## TASK PROMPT
From the records below, extract every line that contains the string "window", matching case exactly.
╔══
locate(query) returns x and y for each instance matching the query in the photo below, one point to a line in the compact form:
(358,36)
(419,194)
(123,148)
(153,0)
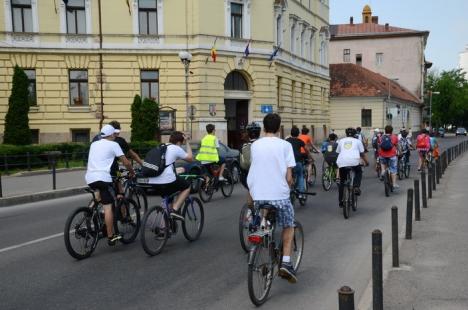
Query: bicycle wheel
(139,196)
(154,230)
(260,274)
(297,246)
(80,233)
(327,178)
(128,220)
(227,186)
(206,190)
(346,201)
(194,218)
(246,223)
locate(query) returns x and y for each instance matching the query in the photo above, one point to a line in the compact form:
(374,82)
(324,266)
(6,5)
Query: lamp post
(186,58)
(430,106)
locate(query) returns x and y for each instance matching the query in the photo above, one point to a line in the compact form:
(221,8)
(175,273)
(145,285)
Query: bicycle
(266,254)
(349,201)
(158,226)
(86,225)
(213,184)
(328,175)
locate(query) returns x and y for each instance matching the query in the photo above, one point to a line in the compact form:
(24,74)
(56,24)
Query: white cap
(107,131)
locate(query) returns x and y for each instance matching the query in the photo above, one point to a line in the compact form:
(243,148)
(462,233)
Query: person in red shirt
(388,153)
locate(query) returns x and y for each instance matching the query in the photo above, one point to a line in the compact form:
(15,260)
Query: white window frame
(246,18)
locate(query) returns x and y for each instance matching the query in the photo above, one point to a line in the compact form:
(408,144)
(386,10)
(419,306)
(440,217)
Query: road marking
(13,247)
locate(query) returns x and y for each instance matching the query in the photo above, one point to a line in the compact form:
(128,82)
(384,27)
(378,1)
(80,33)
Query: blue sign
(266,108)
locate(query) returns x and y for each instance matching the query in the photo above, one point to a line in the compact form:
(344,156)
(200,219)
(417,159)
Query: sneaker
(176,215)
(287,272)
(112,240)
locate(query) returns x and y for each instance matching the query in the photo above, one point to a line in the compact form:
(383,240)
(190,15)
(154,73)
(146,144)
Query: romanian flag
(213,54)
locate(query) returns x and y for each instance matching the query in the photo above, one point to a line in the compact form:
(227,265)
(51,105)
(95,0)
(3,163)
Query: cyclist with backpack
(159,167)
(423,145)
(388,153)
(253,132)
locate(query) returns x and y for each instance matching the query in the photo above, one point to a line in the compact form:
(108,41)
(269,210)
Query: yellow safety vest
(208,151)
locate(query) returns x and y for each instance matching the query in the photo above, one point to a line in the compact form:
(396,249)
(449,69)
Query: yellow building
(63,45)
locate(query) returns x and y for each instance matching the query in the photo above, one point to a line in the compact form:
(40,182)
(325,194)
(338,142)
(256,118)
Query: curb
(15,200)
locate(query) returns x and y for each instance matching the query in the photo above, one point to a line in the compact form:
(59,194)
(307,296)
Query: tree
(136,119)
(17,130)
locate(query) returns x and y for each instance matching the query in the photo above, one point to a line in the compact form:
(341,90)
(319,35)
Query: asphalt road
(37,273)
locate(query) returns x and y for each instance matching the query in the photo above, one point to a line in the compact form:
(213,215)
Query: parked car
(230,155)
(460,132)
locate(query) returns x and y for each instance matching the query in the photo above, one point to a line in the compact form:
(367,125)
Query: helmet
(350,132)
(253,129)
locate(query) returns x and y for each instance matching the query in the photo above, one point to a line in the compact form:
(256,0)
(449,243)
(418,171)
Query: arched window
(235,81)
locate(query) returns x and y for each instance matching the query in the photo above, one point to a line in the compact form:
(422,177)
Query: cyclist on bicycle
(101,156)
(253,131)
(388,153)
(269,181)
(350,153)
(307,150)
(423,145)
(209,153)
(169,182)
(297,145)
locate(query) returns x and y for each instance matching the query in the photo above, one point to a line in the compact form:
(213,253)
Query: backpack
(245,156)
(423,142)
(155,162)
(386,143)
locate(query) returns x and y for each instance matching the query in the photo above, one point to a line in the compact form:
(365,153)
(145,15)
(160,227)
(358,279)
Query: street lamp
(186,58)
(430,106)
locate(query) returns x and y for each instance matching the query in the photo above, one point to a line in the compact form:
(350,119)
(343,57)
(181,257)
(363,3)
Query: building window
(150,85)
(34,136)
(346,55)
(236,20)
(148,17)
(379,59)
(76,17)
(78,81)
(31,74)
(366,118)
(80,135)
(359,59)
(21,12)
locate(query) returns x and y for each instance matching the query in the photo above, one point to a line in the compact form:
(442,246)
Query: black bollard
(377,280)
(417,205)
(409,214)
(424,188)
(395,255)
(345,298)
(54,176)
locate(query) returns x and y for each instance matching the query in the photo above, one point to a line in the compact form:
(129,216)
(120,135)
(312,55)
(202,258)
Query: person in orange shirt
(307,150)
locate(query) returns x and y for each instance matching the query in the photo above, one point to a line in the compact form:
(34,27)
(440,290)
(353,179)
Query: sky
(447,21)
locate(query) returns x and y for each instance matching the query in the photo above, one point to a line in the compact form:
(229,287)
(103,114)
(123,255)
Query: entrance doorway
(237,117)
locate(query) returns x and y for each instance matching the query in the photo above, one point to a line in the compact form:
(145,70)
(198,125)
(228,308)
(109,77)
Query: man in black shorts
(101,156)
(168,182)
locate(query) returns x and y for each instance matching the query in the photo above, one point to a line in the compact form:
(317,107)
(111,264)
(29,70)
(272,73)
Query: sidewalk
(433,273)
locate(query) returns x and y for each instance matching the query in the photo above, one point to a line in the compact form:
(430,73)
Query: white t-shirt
(270,159)
(349,152)
(100,159)
(173,153)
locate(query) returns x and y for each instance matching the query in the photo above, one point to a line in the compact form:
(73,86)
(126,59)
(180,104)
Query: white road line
(17,246)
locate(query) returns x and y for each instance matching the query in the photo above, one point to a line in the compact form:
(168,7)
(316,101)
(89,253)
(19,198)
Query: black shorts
(104,191)
(168,189)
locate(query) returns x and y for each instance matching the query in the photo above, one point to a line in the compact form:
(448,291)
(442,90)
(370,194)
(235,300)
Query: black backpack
(155,162)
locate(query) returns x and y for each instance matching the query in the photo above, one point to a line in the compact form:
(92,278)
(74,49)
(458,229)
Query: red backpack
(423,142)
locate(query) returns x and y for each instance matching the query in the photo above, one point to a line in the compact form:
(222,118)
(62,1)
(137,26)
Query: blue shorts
(391,163)
(284,211)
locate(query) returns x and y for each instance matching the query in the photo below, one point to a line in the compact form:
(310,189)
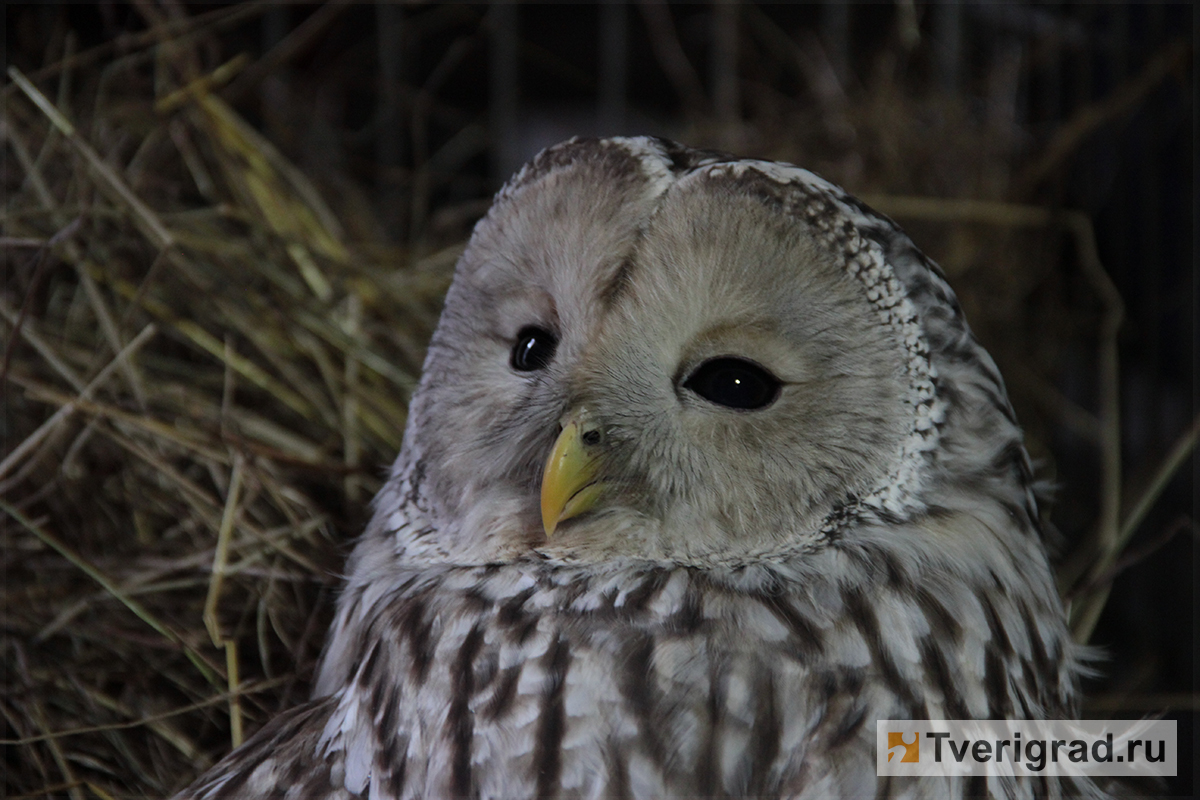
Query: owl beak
(568,485)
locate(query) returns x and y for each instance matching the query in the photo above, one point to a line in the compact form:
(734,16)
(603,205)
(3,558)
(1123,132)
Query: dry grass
(203,379)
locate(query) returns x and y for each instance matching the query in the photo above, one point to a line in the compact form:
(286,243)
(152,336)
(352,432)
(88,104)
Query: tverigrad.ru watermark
(1095,747)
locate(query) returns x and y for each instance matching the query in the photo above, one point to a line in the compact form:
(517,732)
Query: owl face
(651,361)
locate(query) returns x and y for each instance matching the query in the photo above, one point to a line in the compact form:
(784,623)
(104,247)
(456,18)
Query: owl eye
(534,349)
(733,383)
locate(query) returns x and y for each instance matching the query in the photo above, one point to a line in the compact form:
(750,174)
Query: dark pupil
(733,383)
(534,349)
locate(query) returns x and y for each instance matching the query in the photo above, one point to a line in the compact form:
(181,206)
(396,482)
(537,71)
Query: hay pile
(204,374)
(203,380)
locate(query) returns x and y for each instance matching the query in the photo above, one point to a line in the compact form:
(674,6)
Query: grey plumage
(753,589)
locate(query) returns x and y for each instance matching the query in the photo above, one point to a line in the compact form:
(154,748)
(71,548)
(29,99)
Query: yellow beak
(568,486)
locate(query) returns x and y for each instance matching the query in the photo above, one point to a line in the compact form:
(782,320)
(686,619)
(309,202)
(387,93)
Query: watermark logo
(1025,747)
(909,751)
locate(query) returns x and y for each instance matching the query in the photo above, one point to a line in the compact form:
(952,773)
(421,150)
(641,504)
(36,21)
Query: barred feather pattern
(532,672)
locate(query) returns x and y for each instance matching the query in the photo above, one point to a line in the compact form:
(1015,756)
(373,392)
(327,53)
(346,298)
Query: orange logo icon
(911,750)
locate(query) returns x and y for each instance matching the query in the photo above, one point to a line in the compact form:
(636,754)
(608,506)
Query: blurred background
(227,228)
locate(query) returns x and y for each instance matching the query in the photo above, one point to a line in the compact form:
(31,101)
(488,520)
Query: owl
(705,475)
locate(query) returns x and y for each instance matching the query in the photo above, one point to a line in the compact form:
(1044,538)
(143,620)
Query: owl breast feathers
(705,475)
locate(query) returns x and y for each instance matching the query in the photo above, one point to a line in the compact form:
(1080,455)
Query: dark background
(418,112)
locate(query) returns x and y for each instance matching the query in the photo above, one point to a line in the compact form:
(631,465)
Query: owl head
(657,353)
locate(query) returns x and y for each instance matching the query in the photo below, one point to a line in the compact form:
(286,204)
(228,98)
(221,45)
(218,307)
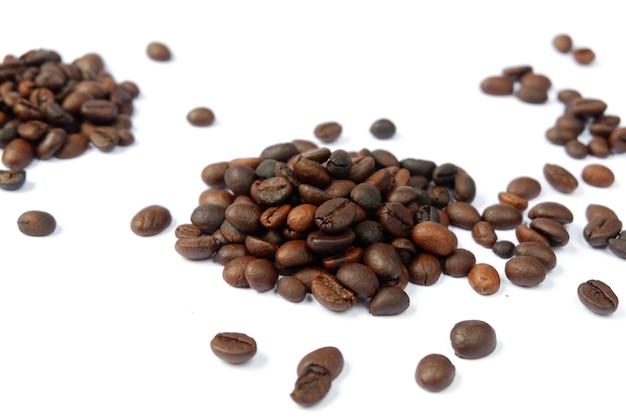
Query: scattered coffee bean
(36,223)
(598,297)
(233,347)
(473,339)
(435,372)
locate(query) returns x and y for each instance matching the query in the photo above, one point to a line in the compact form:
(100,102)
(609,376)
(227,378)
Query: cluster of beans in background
(53,109)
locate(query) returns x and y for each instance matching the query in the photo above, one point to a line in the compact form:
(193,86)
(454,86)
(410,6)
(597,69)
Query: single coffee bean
(598,175)
(233,347)
(584,56)
(328,132)
(36,223)
(389,301)
(525,271)
(503,249)
(598,297)
(560,178)
(158,51)
(502,216)
(383,129)
(332,294)
(484,279)
(562,43)
(473,339)
(525,187)
(435,372)
(151,220)
(201,116)
(497,85)
(11,179)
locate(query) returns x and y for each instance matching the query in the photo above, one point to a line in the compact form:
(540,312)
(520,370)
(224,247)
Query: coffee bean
(562,43)
(151,220)
(328,132)
(435,372)
(484,279)
(158,51)
(36,223)
(598,175)
(473,339)
(598,297)
(383,129)
(584,56)
(201,116)
(525,271)
(233,347)
(560,178)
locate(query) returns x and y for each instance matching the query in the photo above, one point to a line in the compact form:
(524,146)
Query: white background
(97,321)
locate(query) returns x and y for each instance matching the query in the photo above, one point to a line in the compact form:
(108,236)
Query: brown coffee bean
(473,339)
(497,86)
(560,178)
(562,43)
(484,279)
(598,297)
(36,223)
(434,372)
(389,301)
(201,116)
(584,56)
(525,271)
(328,132)
(233,347)
(598,175)
(158,51)
(151,220)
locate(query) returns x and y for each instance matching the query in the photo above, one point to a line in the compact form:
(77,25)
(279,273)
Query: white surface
(96,321)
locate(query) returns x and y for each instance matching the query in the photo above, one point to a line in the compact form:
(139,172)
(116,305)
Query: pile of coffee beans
(49,108)
(339,225)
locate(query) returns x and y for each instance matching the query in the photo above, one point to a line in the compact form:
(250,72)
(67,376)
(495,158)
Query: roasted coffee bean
╚══
## THE RESPONSE
Query: white window frame
Query: arched window
Query: building window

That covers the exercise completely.